TASK TO COMPLETE: Revise the entries from the line containing "Study the image above carefully. Whereabouts is the distant" through the end of the entries, replacing "tree line" with "mountain ridge" and leaving everything else unchanged.

___

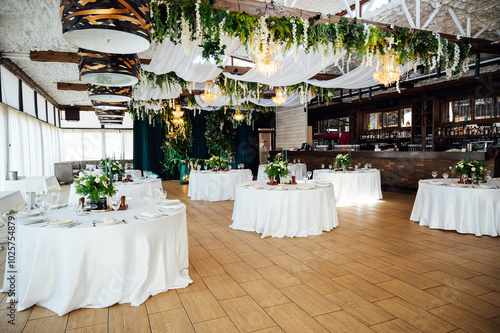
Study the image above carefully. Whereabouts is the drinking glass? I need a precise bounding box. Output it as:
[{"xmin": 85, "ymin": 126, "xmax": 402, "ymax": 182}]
[
  {"xmin": 142, "ymin": 195, "xmax": 151, "ymax": 206},
  {"xmin": 484, "ymin": 170, "xmax": 493, "ymax": 183}
]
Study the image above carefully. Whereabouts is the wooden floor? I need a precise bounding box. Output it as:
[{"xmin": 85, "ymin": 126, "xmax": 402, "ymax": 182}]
[{"xmin": 0, "ymin": 181, "xmax": 500, "ymax": 333}]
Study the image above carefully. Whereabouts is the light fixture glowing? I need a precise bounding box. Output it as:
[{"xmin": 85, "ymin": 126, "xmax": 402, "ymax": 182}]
[
  {"xmin": 255, "ymin": 45, "xmax": 283, "ymax": 77},
  {"xmin": 200, "ymin": 81, "xmax": 217, "ymax": 103},
  {"xmin": 271, "ymin": 88, "xmax": 287, "ymax": 106},
  {"xmin": 233, "ymin": 107, "xmax": 245, "ymax": 121},
  {"xmin": 172, "ymin": 104, "xmax": 184, "ymax": 118},
  {"xmin": 373, "ymin": 53, "xmax": 401, "ymax": 87}
]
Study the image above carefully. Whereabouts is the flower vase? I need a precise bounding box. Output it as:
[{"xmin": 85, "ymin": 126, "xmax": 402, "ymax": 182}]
[{"xmin": 90, "ymin": 197, "xmax": 108, "ymax": 210}]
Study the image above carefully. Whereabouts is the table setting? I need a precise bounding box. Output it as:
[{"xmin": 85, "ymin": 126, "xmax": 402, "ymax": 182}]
[
  {"xmin": 410, "ymin": 166, "xmax": 500, "ymax": 236},
  {"xmin": 4, "ymin": 192, "xmax": 192, "ymax": 316},
  {"xmin": 313, "ymin": 163, "xmax": 382, "ymax": 204},
  {"xmin": 229, "ymin": 181, "xmax": 338, "ymax": 238}
]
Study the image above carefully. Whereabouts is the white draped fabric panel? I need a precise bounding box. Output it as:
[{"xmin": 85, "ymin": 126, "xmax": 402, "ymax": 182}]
[
  {"xmin": 142, "ymin": 37, "xmax": 239, "ymax": 82},
  {"xmin": 195, "ymin": 94, "xmax": 302, "ymax": 108},
  {"xmin": 134, "ymin": 84, "xmax": 182, "ymax": 101},
  {"xmin": 223, "ymin": 47, "xmax": 335, "ymax": 87},
  {"xmin": 0, "ymin": 103, "xmax": 63, "ymax": 189}
]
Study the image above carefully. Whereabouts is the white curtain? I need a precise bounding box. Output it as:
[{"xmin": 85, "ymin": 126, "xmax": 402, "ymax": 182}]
[
  {"xmin": 142, "ymin": 37, "xmax": 239, "ymax": 82},
  {"xmin": 224, "ymin": 47, "xmax": 338, "ymax": 87},
  {"xmin": 0, "ymin": 104, "xmax": 62, "ymax": 183}
]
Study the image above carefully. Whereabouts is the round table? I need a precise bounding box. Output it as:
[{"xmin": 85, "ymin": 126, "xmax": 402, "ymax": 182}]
[
  {"xmin": 4, "ymin": 199, "xmax": 192, "ymax": 316},
  {"xmin": 229, "ymin": 182, "xmax": 338, "ymax": 238},
  {"xmin": 257, "ymin": 163, "xmax": 307, "ymax": 180},
  {"xmin": 313, "ymin": 169, "xmax": 382, "ymax": 203},
  {"xmin": 188, "ymin": 169, "xmax": 252, "ymax": 201},
  {"xmin": 410, "ymin": 179, "xmax": 500, "ymax": 236},
  {"xmin": 68, "ymin": 178, "xmax": 163, "ymax": 203}
]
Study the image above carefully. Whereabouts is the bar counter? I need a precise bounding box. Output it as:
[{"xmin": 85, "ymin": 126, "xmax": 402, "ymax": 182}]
[{"xmin": 271, "ymin": 149, "xmax": 500, "ymax": 193}]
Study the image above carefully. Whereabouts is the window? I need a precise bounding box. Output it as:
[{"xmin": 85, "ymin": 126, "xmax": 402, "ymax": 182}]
[
  {"xmin": 449, "ymin": 99, "xmax": 472, "ymax": 122},
  {"xmin": 366, "ymin": 112, "xmax": 382, "ymax": 130},
  {"xmin": 474, "ymin": 97, "xmax": 494, "ymax": 119},
  {"xmin": 401, "ymin": 108, "xmax": 411, "ymax": 127},
  {"xmin": 383, "ymin": 111, "xmax": 399, "ymax": 127}
]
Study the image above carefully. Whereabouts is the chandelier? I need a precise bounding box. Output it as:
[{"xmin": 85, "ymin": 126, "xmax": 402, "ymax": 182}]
[
  {"xmin": 373, "ymin": 54, "xmax": 401, "ymax": 87},
  {"xmin": 271, "ymin": 88, "xmax": 286, "ymax": 106},
  {"xmin": 172, "ymin": 104, "xmax": 184, "ymax": 126},
  {"xmin": 200, "ymin": 81, "xmax": 217, "ymax": 104},
  {"xmin": 59, "ymin": 0, "xmax": 151, "ymax": 54},
  {"xmin": 233, "ymin": 107, "xmax": 245, "ymax": 121},
  {"xmin": 255, "ymin": 45, "xmax": 283, "ymax": 77}
]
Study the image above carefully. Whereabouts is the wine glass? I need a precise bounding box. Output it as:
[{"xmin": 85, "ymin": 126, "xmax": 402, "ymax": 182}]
[
  {"xmin": 50, "ymin": 191, "xmax": 61, "ymax": 205},
  {"xmin": 462, "ymin": 173, "xmax": 469, "ymax": 184},
  {"xmin": 111, "ymin": 195, "xmax": 122, "ymax": 212},
  {"xmin": 142, "ymin": 194, "xmax": 151, "ymax": 206},
  {"xmin": 484, "ymin": 170, "xmax": 493, "ymax": 183}
]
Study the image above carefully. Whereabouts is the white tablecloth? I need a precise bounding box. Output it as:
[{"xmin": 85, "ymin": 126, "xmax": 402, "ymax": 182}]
[
  {"xmin": 68, "ymin": 178, "xmax": 163, "ymax": 203},
  {"xmin": 257, "ymin": 163, "xmax": 307, "ymax": 180},
  {"xmin": 229, "ymin": 182, "xmax": 338, "ymax": 238},
  {"xmin": 5, "ymin": 176, "xmax": 61, "ymax": 201},
  {"xmin": 0, "ymin": 191, "xmax": 24, "ymax": 216},
  {"xmin": 313, "ymin": 169, "xmax": 382, "ymax": 203},
  {"xmin": 4, "ymin": 199, "xmax": 192, "ymax": 316},
  {"xmin": 188, "ymin": 169, "xmax": 252, "ymax": 201},
  {"xmin": 410, "ymin": 179, "xmax": 500, "ymax": 236}
]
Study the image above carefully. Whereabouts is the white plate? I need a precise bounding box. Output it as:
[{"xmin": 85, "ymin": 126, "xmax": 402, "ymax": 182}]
[
  {"xmin": 18, "ymin": 216, "xmax": 44, "ymax": 223},
  {"xmin": 16, "ymin": 209, "xmax": 40, "ymax": 219},
  {"xmin": 96, "ymin": 219, "xmax": 122, "ymax": 224}
]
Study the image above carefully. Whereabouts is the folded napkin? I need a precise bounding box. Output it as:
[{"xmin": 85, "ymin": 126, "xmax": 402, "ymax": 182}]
[
  {"xmin": 141, "ymin": 212, "xmax": 161, "ymax": 218},
  {"xmin": 161, "ymin": 205, "xmax": 181, "ymax": 210},
  {"xmin": 162, "ymin": 199, "xmax": 181, "ymax": 205},
  {"xmin": 48, "ymin": 219, "xmax": 75, "ymax": 225}
]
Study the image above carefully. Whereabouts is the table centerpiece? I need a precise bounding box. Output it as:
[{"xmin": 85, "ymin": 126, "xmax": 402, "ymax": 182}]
[
  {"xmin": 450, "ymin": 159, "xmax": 488, "ymax": 183},
  {"xmin": 264, "ymin": 153, "xmax": 290, "ymax": 185},
  {"xmin": 75, "ymin": 172, "xmax": 116, "ymax": 210},
  {"xmin": 99, "ymin": 157, "xmax": 125, "ymax": 180},
  {"xmin": 207, "ymin": 156, "xmax": 227, "ymax": 172},
  {"xmin": 333, "ymin": 153, "xmax": 352, "ymax": 171}
]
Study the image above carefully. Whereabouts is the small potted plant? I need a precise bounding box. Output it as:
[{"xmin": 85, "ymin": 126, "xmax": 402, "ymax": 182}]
[{"xmin": 75, "ymin": 172, "xmax": 116, "ymax": 210}]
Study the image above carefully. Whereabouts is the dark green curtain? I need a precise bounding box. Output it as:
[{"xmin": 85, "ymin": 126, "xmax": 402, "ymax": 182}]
[
  {"xmin": 189, "ymin": 110, "xmax": 210, "ymax": 159},
  {"xmin": 234, "ymin": 123, "xmax": 259, "ymax": 174},
  {"xmin": 134, "ymin": 120, "xmax": 165, "ymax": 178}
]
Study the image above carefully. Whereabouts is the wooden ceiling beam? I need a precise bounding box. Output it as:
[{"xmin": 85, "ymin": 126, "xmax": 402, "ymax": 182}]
[
  {"xmin": 60, "ymin": 105, "xmax": 97, "ymax": 111},
  {"xmin": 57, "ymin": 82, "xmax": 87, "ymax": 91},
  {"xmin": 30, "ymin": 51, "xmax": 151, "ymax": 65}
]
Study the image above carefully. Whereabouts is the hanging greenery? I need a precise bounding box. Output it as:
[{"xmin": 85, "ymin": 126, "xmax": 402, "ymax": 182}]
[
  {"xmin": 205, "ymin": 109, "xmax": 235, "ymax": 160},
  {"xmin": 150, "ymin": 0, "xmax": 470, "ymax": 75}
]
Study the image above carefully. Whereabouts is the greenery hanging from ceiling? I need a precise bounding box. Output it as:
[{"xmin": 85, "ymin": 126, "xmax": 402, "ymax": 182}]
[{"xmin": 150, "ymin": 0, "xmax": 470, "ymax": 75}]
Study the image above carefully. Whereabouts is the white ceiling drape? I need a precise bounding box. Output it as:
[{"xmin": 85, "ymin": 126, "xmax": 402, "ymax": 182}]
[
  {"xmin": 223, "ymin": 43, "xmax": 339, "ymax": 87},
  {"xmin": 141, "ymin": 37, "xmax": 239, "ymax": 82}
]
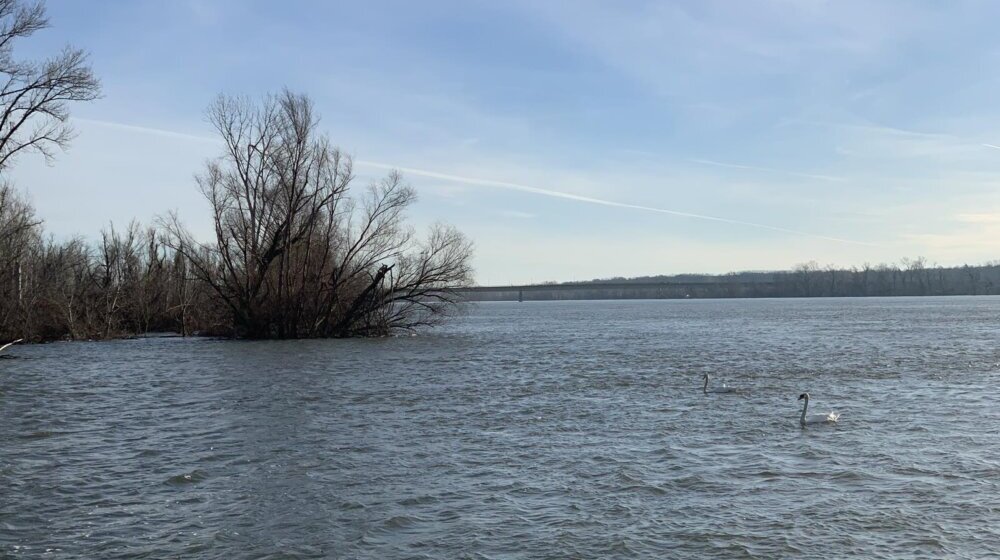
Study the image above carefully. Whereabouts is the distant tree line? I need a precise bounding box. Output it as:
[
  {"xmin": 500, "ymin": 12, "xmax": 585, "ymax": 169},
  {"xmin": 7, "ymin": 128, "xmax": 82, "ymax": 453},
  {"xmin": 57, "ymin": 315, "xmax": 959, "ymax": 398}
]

___

EXPECTED OUTPUT:
Study the image above carefully. Whereabouts is the distant mountain ridge? I need a precise bounding box. Output it as:
[
  {"xmin": 500, "ymin": 12, "xmax": 585, "ymax": 169},
  {"xmin": 7, "ymin": 128, "xmax": 82, "ymax": 453},
  {"xmin": 57, "ymin": 315, "xmax": 959, "ymax": 398}
]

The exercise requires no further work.